* [PROBLEM REQUIREMENTS] Transcribe exactly the lines from the first line of the records through the line containing "Please indicate the bare tree in this", and leave out every picture.

* [EXERCISE INPUTS]
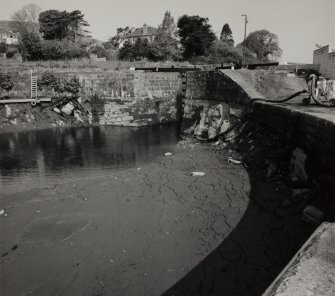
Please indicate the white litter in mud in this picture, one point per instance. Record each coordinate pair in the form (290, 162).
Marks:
(200, 174)
(234, 161)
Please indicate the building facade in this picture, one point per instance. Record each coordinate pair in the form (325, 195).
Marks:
(144, 33)
(325, 58)
(8, 36)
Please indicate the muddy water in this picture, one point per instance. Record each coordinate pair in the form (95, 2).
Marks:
(38, 158)
(83, 219)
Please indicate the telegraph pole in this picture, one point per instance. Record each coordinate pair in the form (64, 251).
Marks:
(245, 36)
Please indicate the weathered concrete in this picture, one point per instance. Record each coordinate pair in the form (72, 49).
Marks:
(133, 98)
(311, 272)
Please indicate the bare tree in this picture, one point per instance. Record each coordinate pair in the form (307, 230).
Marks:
(25, 20)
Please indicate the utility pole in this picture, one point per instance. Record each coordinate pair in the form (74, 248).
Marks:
(245, 36)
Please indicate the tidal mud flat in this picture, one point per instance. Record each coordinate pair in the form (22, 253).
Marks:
(150, 230)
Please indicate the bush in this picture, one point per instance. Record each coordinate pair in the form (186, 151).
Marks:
(6, 81)
(74, 50)
(30, 47)
(52, 50)
(48, 79)
(72, 85)
(11, 52)
(222, 52)
(3, 47)
(61, 85)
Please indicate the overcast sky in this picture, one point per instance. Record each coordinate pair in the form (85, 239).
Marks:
(299, 24)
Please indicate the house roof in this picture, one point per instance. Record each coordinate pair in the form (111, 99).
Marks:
(7, 25)
(7, 32)
(140, 32)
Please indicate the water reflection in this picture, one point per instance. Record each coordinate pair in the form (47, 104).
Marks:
(36, 158)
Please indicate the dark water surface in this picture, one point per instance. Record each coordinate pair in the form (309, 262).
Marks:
(30, 159)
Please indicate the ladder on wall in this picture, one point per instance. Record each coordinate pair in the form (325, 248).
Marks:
(33, 86)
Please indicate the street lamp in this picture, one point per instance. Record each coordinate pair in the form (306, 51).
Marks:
(245, 36)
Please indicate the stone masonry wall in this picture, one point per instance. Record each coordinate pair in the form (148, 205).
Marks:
(132, 98)
(325, 57)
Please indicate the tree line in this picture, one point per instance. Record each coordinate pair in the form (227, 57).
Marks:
(53, 34)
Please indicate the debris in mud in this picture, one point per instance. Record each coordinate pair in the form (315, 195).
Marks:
(313, 214)
(200, 174)
(234, 161)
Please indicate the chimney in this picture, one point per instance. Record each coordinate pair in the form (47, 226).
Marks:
(145, 29)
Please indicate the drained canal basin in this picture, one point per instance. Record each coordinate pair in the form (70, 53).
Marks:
(102, 211)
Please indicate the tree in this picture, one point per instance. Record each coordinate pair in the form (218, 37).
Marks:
(196, 35)
(223, 52)
(30, 47)
(126, 52)
(77, 24)
(119, 37)
(55, 24)
(25, 20)
(227, 35)
(166, 45)
(264, 44)
(169, 26)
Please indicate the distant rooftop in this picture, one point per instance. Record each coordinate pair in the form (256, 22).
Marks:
(141, 32)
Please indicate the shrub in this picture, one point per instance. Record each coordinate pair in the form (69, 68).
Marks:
(72, 85)
(60, 85)
(48, 79)
(3, 47)
(11, 52)
(6, 81)
(52, 50)
(222, 52)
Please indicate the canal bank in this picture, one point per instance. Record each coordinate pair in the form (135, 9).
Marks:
(152, 228)
(233, 92)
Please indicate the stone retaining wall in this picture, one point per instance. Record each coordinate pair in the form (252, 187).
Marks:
(133, 98)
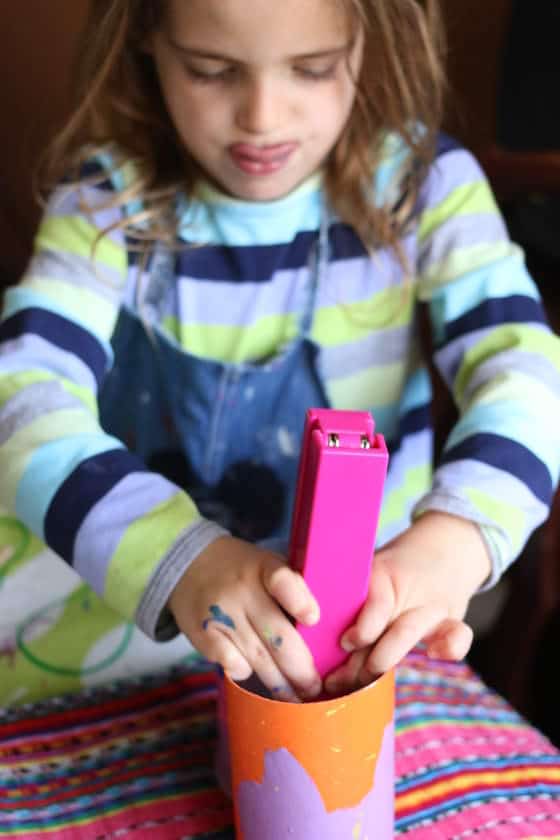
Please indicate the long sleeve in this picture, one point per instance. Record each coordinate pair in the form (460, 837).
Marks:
(127, 531)
(499, 358)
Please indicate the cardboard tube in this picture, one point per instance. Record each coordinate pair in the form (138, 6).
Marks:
(312, 771)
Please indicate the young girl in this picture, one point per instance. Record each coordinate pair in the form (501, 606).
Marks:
(256, 203)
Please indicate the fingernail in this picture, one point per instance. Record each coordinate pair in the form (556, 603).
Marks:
(310, 617)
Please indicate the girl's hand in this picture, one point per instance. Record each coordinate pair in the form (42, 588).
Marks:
(420, 588)
(234, 603)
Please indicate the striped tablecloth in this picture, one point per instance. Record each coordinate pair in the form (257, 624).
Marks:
(135, 760)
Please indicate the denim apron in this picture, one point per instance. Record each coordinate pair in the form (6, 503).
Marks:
(229, 434)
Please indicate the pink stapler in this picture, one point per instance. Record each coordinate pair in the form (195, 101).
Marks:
(342, 471)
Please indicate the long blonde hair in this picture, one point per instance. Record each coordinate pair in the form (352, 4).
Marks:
(118, 102)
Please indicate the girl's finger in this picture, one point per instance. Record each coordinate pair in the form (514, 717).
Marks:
(288, 651)
(451, 640)
(375, 615)
(402, 635)
(290, 591)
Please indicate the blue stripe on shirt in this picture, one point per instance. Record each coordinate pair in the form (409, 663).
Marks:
(508, 455)
(257, 264)
(83, 488)
(515, 309)
(63, 333)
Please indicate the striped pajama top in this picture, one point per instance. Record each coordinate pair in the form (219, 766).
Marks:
(235, 298)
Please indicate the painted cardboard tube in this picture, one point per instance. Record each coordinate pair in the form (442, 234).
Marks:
(311, 771)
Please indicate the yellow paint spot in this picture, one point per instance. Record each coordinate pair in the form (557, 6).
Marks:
(332, 712)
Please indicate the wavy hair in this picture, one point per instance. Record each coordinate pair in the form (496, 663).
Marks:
(118, 102)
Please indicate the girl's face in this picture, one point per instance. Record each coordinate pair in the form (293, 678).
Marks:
(259, 91)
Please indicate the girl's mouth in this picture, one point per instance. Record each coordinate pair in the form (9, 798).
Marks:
(261, 160)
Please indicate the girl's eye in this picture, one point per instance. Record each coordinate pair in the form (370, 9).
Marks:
(317, 73)
(222, 74)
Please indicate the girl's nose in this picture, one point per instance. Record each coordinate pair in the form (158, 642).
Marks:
(260, 108)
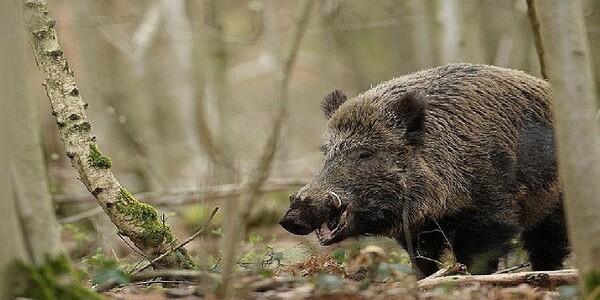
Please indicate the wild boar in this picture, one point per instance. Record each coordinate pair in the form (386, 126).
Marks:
(459, 157)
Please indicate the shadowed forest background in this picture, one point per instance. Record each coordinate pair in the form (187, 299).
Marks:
(182, 96)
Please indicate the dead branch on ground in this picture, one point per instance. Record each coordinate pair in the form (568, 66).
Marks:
(185, 196)
(546, 279)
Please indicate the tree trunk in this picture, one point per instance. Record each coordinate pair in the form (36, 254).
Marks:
(569, 69)
(425, 33)
(461, 31)
(13, 245)
(136, 220)
(40, 228)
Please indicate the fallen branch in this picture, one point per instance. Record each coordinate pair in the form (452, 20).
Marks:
(189, 239)
(453, 269)
(546, 279)
(194, 195)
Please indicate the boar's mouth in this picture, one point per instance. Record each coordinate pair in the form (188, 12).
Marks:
(335, 228)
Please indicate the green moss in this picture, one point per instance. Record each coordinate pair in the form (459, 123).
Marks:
(591, 281)
(53, 280)
(154, 232)
(97, 159)
(81, 127)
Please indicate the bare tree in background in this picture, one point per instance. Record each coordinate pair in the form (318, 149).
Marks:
(461, 31)
(262, 169)
(426, 32)
(12, 247)
(567, 59)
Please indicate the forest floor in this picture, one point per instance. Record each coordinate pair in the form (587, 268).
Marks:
(274, 264)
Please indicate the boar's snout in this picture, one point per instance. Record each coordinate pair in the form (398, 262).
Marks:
(293, 223)
(300, 217)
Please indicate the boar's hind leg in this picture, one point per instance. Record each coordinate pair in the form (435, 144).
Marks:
(480, 244)
(547, 243)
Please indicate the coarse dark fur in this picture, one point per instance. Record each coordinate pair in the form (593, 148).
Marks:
(457, 157)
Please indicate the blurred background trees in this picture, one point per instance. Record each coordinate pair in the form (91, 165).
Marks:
(182, 94)
(173, 85)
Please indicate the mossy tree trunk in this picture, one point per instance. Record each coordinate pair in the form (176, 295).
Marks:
(136, 220)
(569, 70)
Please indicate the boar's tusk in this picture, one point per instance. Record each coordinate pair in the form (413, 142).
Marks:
(337, 204)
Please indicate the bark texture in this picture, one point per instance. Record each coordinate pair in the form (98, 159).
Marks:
(32, 194)
(136, 220)
(569, 70)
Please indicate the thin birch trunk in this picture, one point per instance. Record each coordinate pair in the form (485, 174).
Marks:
(136, 220)
(36, 212)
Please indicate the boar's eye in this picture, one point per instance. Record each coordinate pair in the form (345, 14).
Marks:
(365, 154)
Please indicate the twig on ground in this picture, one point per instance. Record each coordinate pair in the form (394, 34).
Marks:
(540, 279)
(511, 269)
(132, 247)
(452, 269)
(189, 239)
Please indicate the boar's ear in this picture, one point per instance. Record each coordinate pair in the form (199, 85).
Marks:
(332, 101)
(410, 110)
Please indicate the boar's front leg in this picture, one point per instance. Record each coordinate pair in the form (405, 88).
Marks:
(428, 245)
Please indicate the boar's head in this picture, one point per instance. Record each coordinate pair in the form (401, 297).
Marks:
(371, 150)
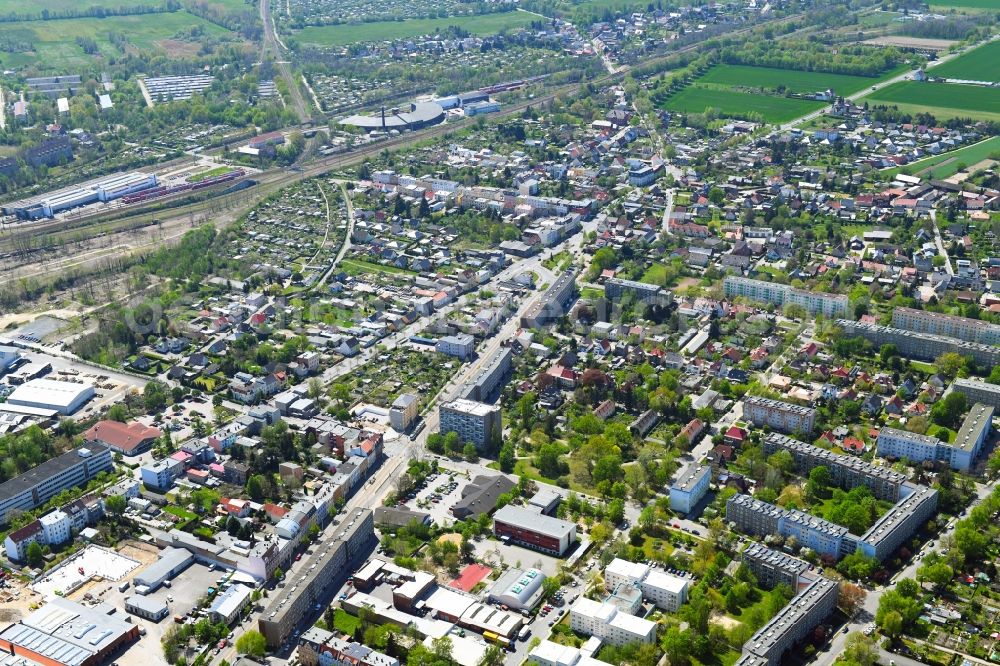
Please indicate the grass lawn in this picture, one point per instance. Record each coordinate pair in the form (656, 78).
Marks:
(344, 622)
(55, 46)
(655, 274)
(357, 266)
(774, 109)
(56, 7)
(793, 80)
(344, 34)
(941, 99)
(942, 166)
(979, 64)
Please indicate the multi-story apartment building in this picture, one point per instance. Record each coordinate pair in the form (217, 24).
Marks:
(814, 302)
(461, 345)
(845, 471)
(921, 346)
(553, 304)
(778, 415)
(690, 486)
(650, 294)
(960, 455)
(40, 484)
(474, 422)
(792, 623)
(977, 391)
(325, 570)
(610, 624)
(936, 323)
(772, 568)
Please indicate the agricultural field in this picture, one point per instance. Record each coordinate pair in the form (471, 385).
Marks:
(950, 163)
(344, 34)
(24, 9)
(979, 64)
(991, 5)
(795, 81)
(772, 108)
(940, 99)
(53, 44)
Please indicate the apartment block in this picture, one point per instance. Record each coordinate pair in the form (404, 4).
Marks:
(772, 568)
(960, 455)
(778, 415)
(978, 391)
(40, 484)
(780, 295)
(616, 288)
(690, 486)
(474, 422)
(845, 471)
(608, 623)
(921, 346)
(936, 323)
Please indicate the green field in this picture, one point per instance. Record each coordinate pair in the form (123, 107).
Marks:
(940, 99)
(793, 80)
(966, 4)
(55, 7)
(344, 34)
(943, 166)
(55, 47)
(774, 109)
(974, 65)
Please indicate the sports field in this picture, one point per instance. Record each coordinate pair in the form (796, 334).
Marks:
(979, 64)
(344, 34)
(943, 100)
(772, 108)
(793, 80)
(948, 164)
(54, 46)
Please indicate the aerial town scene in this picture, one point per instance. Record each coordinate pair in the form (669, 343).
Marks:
(499, 333)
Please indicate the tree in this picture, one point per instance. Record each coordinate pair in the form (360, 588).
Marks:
(252, 643)
(441, 648)
(861, 650)
(115, 505)
(849, 598)
(34, 554)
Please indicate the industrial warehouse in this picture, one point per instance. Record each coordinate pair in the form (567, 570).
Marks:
(99, 190)
(419, 114)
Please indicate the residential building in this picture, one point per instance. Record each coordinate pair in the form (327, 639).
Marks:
(937, 323)
(128, 439)
(845, 471)
(324, 572)
(920, 346)
(534, 530)
(475, 422)
(404, 411)
(829, 305)
(650, 294)
(40, 484)
(607, 622)
(553, 304)
(690, 486)
(959, 455)
(778, 415)
(318, 647)
(461, 346)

* [EXERCISE ANSWER]
Please indicate the white litter in mud in this picture, one point per instance. Record each coordinate pair in the form (290, 162).
Marks:
(200, 174)
(234, 161)
Please indicate the building facade in this picture, one point per instance. Record each coordinate pair in the form (325, 195).
Marks:
(144, 33)
(325, 58)
(8, 36)
Please indicate the muddy water in this picture, one point per instance. Record each coordinate pair in the form (95, 2).
Marks:
(38, 158)
(83, 219)
Please indicate the telegraph pole in this picture, one point per instance. Record each coordinate pair in the form (64, 251).
Marks:
(245, 36)
Please indicate the weathered concrete in this picture, one point per instance. Record each coordinate pair in the form (72, 49).
Marks:
(133, 98)
(311, 272)
Please indicate the bare tree in this picture, one point per instance. Record each coordinate pair in the form (307, 230).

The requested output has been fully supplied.